Source records: Begin
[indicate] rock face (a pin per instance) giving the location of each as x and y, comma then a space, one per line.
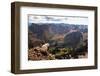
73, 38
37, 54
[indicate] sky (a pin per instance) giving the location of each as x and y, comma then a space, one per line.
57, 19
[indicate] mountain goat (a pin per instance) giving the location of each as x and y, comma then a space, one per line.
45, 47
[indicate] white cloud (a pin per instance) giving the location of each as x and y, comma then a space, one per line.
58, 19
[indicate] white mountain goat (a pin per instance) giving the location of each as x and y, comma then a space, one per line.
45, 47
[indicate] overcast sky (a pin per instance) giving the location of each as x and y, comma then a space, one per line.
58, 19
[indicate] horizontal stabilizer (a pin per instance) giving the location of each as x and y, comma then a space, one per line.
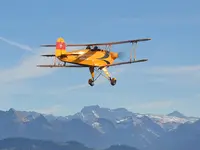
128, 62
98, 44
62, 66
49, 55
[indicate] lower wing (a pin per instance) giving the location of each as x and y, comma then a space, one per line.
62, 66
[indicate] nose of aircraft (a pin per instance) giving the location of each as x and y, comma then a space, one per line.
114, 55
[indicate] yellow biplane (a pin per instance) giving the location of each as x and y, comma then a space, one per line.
Source records: End
Source records: Begin
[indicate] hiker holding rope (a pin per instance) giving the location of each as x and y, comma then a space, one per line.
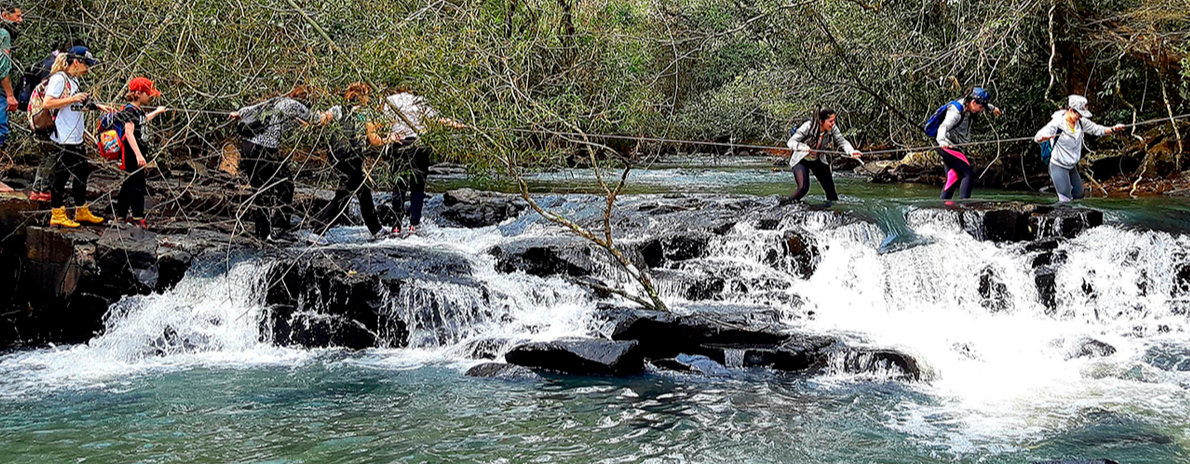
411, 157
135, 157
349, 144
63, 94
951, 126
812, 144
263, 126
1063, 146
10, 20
Source records: End
• **Exercise instructions**
Once you find the line with "[indicate] nose of" above, print it and every line after it up to and including the line with "[indicate] yellow biplane", exactly as written and nothing else.

• **Task result**
[indicate] nose of aircraft (a pin per instance) giving the location of each as x and y, comma then a space, one per line.
114, 55
[indicate] yellow biplane (a pin per instance) giving the location of each as x and y, comma then a space, one per line.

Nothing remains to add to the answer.